- SUPPLIED RECORDS:
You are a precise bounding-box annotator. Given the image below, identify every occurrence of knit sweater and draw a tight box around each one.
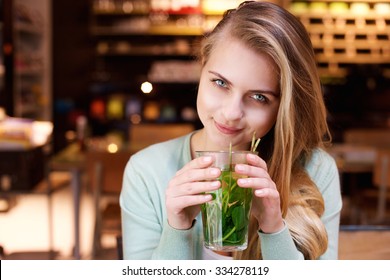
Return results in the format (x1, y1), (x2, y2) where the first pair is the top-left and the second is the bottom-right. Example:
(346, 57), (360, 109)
(120, 134), (342, 260)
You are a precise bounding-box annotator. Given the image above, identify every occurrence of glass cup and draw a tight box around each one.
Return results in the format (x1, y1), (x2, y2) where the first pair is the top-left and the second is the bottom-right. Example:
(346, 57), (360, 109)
(196, 151), (255, 252)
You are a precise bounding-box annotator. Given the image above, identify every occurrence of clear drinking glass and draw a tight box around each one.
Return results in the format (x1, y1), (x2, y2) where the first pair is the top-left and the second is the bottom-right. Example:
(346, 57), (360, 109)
(196, 151), (255, 252)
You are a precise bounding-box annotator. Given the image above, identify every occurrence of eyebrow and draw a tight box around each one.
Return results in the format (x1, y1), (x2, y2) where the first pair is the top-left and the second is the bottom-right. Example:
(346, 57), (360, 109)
(208, 70), (280, 97)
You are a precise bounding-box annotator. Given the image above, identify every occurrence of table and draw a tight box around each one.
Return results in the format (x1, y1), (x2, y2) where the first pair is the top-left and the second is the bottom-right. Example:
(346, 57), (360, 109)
(49, 144), (85, 260)
(328, 143), (377, 224)
(49, 139), (141, 259)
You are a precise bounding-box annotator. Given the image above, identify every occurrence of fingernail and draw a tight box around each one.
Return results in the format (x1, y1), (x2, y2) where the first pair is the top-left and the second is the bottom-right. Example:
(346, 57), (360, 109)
(255, 190), (264, 195)
(236, 164), (244, 171)
(210, 181), (219, 188)
(210, 168), (219, 176)
(203, 157), (212, 163)
(238, 179), (249, 185)
(248, 154), (256, 160)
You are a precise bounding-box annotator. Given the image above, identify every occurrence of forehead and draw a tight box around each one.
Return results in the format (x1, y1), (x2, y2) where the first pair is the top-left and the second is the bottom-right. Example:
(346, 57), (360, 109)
(205, 38), (279, 89)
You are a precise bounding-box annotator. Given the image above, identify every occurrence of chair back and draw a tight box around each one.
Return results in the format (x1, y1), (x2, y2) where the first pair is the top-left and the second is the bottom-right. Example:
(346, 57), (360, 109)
(373, 149), (390, 187)
(86, 151), (131, 194)
(339, 225), (390, 260)
(129, 124), (194, 149)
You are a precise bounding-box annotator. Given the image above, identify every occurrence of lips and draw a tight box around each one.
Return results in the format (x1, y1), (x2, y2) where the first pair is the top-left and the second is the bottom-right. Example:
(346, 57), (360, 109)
(214, 122), (242, 135)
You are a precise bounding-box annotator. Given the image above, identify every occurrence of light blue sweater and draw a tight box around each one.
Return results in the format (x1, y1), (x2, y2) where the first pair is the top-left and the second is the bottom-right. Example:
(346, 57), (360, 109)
(120, 134), (342, 260)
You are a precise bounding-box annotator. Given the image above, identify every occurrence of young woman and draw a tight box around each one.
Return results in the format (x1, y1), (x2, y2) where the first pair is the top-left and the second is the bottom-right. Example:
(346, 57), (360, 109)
(120, 1), (342, 259)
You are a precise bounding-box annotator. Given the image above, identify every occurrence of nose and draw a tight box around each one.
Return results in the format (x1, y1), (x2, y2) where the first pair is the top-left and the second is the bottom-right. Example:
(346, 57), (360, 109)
(223, 95), (244, 121)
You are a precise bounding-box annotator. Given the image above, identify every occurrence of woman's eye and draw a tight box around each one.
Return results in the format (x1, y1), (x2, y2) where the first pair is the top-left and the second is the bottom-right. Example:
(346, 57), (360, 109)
(251, 94), (267, 102)
(213, 79), (226, 87)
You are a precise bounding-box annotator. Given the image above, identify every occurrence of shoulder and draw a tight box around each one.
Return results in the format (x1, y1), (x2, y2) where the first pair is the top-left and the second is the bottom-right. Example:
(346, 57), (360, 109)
(129, 133), (192, 172)
(306, 149), (342, 211)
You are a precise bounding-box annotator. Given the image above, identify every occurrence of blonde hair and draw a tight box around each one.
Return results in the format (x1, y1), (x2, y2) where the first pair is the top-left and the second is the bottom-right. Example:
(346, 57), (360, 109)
(200, 1), (330, 259)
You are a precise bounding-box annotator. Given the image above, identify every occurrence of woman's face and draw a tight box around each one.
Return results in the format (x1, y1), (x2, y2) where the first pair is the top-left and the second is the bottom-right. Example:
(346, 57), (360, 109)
(197, 39), (280, 150)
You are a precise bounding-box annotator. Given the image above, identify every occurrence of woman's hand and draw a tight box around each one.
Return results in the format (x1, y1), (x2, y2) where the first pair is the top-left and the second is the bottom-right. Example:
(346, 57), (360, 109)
(165, 156), (221, 229)
(235, 154), (284, 233)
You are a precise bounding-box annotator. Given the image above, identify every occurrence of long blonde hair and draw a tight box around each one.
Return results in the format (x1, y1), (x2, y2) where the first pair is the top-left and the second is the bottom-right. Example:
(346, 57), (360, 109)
(200, 1), (330, 259)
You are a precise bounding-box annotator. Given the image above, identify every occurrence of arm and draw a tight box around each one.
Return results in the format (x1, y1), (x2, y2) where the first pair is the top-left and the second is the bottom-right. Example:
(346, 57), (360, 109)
(120, 156), (198, 259)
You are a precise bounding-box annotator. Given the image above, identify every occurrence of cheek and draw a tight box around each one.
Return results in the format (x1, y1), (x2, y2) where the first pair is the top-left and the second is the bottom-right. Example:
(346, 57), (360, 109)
(248, 107), (277, 137)
(196, 84), (220, 114)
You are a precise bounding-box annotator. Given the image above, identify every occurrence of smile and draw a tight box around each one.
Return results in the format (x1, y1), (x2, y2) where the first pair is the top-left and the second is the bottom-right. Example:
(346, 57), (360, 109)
(214, 121), (242, 135)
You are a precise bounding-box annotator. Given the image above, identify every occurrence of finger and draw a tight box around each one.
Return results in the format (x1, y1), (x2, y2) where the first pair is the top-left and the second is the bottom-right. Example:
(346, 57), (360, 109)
(253, 188), (279, 199)
(167, 194), (213, 212)
(237, 177), (276, 190)
(246, 154), (267, 170)
(172, 167), (221, 185)
(166, 181), (221, 197)
(235, 164), (270, 179)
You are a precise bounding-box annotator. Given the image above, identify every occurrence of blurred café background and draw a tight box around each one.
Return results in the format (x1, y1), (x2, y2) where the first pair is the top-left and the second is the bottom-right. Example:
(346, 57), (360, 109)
(0, 0), (390, 259)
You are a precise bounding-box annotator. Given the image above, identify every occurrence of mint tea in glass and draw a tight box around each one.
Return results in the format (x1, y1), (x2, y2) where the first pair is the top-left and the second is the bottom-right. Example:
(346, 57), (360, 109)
(196, 151), (253, 252)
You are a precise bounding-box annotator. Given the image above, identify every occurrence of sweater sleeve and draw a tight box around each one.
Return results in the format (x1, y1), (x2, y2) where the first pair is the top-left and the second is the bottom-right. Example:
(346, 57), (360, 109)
(120, 137), (197, 260)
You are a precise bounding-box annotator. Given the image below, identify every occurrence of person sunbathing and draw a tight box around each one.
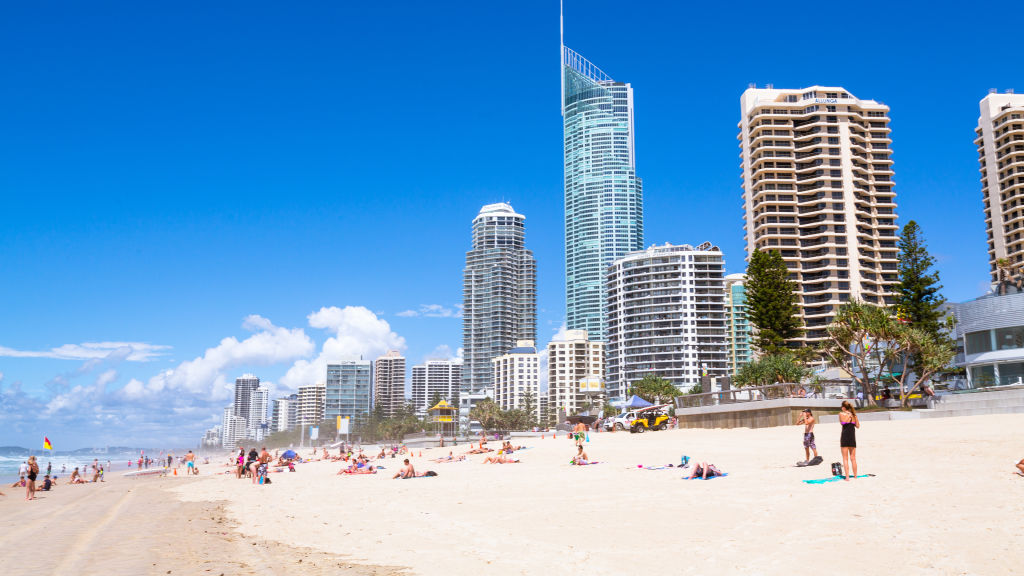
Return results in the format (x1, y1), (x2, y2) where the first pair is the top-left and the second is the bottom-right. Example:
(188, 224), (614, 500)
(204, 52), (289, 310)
(483, 454), (519, 464)
(687, 462), (725, 480)
(569, 446), (590, 466)
(391, 458), (416, 480)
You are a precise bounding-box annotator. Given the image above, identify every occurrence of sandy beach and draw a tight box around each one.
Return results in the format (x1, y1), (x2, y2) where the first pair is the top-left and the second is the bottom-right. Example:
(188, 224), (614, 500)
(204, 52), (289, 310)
(0, 415), (1024, 576)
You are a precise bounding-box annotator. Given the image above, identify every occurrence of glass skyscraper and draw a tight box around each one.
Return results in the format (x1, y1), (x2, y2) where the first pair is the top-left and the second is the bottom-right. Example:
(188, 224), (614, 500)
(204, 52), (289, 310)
(561, 45), (643, 340)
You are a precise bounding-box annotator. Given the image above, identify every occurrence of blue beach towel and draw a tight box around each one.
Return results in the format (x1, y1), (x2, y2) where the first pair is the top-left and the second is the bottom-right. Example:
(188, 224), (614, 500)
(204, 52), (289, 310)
(804, 474), (874, 484)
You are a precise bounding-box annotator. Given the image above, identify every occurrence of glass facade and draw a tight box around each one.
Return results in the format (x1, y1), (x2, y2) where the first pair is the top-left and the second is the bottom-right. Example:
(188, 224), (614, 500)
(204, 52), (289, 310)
(462, 203), (537, 401)
(562, 46), (643, 340)
(324, 360), (373, 422)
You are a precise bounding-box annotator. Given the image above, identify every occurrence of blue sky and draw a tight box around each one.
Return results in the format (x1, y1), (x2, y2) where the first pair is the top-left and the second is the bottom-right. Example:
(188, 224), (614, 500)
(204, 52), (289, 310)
(0, 0), (1007, 449)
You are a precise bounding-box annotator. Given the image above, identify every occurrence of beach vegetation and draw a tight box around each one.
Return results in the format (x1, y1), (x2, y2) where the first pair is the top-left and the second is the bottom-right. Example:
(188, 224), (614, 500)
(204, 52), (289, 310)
(629, 374), (682, 404)
(733, 352), (811, 386)
(746, 250), (803, 355)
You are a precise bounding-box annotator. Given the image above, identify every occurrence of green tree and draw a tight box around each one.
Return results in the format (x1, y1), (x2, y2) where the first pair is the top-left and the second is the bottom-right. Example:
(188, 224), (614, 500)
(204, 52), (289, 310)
(630, 374), (682, 404)
(746, 250), (803, 354)
(895, 220), (947, 335)
(733, 353), (811, 386)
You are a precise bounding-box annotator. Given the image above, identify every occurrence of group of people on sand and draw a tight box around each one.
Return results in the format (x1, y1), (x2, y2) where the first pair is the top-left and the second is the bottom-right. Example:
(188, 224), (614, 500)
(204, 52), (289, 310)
(797, 401), (860, 481)
(234, 446), (273, 484)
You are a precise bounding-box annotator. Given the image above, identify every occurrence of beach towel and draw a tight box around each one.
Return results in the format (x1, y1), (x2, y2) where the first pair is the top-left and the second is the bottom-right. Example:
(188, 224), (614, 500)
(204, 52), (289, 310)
(804, 474), (874, 484)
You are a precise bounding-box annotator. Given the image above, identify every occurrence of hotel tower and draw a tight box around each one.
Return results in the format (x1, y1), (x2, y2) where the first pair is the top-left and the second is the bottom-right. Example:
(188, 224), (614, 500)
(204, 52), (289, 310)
(738, 86), (898, 344)
(561, 15), (643, 340)
(974, 91), (1024, 282)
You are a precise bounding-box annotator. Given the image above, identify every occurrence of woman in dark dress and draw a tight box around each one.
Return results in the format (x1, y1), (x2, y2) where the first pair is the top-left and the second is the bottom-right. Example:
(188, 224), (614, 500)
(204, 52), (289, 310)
(839, 401), (860, 480)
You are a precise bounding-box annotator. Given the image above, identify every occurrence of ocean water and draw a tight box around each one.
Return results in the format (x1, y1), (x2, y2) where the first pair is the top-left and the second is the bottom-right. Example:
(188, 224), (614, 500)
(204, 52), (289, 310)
(0, 451), (158, 486)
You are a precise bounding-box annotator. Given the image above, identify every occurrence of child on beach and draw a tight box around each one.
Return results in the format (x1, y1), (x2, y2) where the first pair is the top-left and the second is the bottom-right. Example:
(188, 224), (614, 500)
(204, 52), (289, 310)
(797, 408), (821, 465)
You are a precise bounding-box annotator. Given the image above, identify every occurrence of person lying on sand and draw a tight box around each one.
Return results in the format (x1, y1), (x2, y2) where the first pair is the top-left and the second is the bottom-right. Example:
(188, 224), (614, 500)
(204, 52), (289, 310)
(483, 454), (519, 464)
(688, 462), (725, 480)
(391, 458), (416, 480)
(569, 446), (590, 466)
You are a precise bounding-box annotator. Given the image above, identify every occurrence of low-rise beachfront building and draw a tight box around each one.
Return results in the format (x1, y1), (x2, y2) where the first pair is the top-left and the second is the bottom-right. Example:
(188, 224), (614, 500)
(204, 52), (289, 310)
(954, 292), (1024, 388)
(295, 382), (327, 426)
(324, 360), (374, 422)
(725, 274), (754, 376)
(605, 242), (728, 401)
(543, 330), (604, 415)
(374, 351), (406, 418)
(492, 340), (541, 420)
(413, 360), (462, 417)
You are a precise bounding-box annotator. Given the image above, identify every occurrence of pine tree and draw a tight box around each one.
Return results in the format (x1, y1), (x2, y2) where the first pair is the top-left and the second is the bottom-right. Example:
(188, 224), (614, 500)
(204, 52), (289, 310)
(895, 220), (946, 336)
(746, 250), (803, 354)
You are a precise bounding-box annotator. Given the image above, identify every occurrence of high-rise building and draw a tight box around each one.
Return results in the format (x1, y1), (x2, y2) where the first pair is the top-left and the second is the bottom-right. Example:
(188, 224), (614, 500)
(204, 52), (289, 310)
(725, 274), (754, 376)
(295, 382), (327, 426)
(738, 86), (898, 343)
(462, 203), (537, 395)
(324, 360), (374, 422)
(974, 91), (1024, 282)
(270, 394), (299, 433)
(231, 374), (259, 421)
(605, 242), (727, 399)
(220, 405), (246, 450)
(561, 35), (643, 340)
(246, 386), (270, 442)
(493, 340), (541, 420)
(413, 360), (462, 416)
(374, 351), (406, 418)
(546, 330), (604, 415)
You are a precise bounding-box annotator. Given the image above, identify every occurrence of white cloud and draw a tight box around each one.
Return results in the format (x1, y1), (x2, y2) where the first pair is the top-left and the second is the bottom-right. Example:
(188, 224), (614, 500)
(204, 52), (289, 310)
(0, 342), (171, 362)
(122, 315), (315, 399)
(423, 344), (463, 362)
(281, 306), (406, 389)
(395, 304), (462, 318)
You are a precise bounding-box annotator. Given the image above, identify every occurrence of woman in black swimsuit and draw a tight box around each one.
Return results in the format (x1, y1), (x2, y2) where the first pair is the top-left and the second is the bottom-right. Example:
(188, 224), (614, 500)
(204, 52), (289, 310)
(839, 401), (860, 480)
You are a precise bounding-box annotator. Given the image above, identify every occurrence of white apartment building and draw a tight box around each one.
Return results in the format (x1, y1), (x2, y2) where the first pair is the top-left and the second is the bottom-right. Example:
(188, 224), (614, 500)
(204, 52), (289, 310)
(605, 242), (727, 399)
(492, 340), (541, 420)
(374, 351), (406, 418)
(220, 404), (246, 450)
(296, 382), (327, 426)
(974, 91), (1024, 282)
(413, 360), (462, 416)
(737, 86), (898, 343)
(544, 330), (604, 415)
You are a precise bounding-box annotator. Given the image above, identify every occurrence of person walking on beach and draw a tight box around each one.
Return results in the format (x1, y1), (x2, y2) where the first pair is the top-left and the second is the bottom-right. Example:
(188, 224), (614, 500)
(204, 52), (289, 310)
(797, 408), (820, 465)
(25, 456), (39, 500)
(839, 400), (860, 480)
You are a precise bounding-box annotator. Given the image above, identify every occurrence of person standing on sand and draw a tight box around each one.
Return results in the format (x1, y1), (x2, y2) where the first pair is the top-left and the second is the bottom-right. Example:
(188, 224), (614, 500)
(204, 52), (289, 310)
(839, 400), (860, 480)
(25, 456), (39, 500)
(797, 408), (818, 464)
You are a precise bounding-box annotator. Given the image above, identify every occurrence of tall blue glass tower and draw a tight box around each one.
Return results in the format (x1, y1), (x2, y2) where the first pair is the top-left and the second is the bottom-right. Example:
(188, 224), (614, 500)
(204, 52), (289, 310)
(561, 25), (643, 340)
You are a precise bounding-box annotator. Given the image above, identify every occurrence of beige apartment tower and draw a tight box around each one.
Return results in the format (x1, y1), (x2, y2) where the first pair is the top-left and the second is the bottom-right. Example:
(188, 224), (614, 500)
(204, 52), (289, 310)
(974, 90), (1024, 282)
(738, 86), (898, 344)
(374, 351), (406, 418)
(548, 330), (605, 416)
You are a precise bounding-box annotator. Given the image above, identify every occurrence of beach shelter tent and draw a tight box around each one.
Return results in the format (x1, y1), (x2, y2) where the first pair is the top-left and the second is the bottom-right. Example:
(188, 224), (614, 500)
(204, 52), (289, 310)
(626, 396), (654, 408)
(427, 400), (459, 436)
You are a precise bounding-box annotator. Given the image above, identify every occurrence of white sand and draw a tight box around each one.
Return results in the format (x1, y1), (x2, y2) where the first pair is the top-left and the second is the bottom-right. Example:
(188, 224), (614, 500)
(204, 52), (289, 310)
(169, 415), (1024, 575)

- REQUIREMENTS: Copy out the lines starting with the line that contains "of glass facade" and going on through the line that contains "(324, 360), (373, 422)", unchanged and with both of those lines included.

- TASK RESPONSE:
You are a precise bounding-box annotator. Given the image above, identify every occurrence of glass facade and draw a tight box around each one.
Return results in the format (x1, y1), (x2, y2) where the first pair is the top-left and the second is the bottom-right. Example:
(188, 224), (614, 500)
(204, 52), (289, 310)
(462, 203), (537, 401)
(562, 46), (643, 340)
(324, 360), (373, 422)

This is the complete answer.